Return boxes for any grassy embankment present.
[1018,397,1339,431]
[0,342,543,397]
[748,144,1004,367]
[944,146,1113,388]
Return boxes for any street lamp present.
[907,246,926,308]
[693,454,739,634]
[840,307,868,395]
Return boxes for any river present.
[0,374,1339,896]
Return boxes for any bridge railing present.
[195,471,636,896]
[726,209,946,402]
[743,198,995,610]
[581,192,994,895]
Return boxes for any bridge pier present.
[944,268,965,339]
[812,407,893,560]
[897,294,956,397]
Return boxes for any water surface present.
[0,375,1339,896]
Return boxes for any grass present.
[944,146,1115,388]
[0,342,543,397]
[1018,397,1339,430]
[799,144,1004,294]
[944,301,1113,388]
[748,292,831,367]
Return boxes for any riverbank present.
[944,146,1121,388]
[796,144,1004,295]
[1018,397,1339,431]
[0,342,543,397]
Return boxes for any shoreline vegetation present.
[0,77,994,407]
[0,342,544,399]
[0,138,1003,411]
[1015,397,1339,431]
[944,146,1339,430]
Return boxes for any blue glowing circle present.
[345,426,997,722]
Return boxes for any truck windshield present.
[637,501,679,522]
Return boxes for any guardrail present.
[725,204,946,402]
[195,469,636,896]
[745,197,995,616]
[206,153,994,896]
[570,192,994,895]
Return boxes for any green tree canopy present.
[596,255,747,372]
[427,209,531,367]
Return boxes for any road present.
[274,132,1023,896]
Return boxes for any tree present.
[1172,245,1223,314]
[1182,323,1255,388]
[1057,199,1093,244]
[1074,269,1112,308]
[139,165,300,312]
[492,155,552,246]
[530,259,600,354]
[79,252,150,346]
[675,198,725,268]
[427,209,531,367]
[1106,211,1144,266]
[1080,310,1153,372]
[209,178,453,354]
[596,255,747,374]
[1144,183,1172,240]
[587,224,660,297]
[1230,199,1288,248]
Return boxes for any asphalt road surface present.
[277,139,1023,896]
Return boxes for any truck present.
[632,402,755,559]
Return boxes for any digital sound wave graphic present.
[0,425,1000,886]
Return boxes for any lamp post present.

= = =

• Work to be completed
Could you copy out the entries again, starting at the line that contains "Return boxes for any street lamp present." and stopping after the line that contains "[637,501,679,522]", with the request lines kept as they are and every bounding-box coordinate multiplied by 2.2 and rounded to a whole number, halves rounded up?

• Solution to the exercise
Return boxes for any street lamp present.
[1995,541,2037,678]
[1525,999,1626,1395]
[1848,675,1910,869]
Return boxes for any river present.
[0,823,2946,1971]
Return boxes for any bridge railing present.
[429,1036,1399,1971]
[1597,460,2081,884]
[1635,436,2189,1342]
[1278,422,2187,1969]
Return boxes for any bridge pier present.
[2077,590,2123,746]
[1786,895,1965,1232]
[1973,647,2103,873]
Return boxes for any water surface present.
[0,825,2946,1971]
Return boxes for any grass present.
[2077,321,2453,854]
[0,752,1195,873]
[2240,873,2946,946]
[1758,317,2209,647]
[2077,662,2449,854]
[1646,642,1828,807]
Return boxes for any riverbank present.
[2077,321,2466,854]
[1751,317,2209,649]
[2240,873,2946,948]
[0,752,1195,873]
Return boxes for any shoreline vegetation present.
[0,169,2187,895]
[0,752,1197,878]
[0,304,2207,904]
[2233,873,2946,948]
[2077,321,2946,946]
Return boxes for any blue glowing circle present.
[759,937,2193,1588]
Return boxes for any truck windshield present.
[1401,1102,1494,1148]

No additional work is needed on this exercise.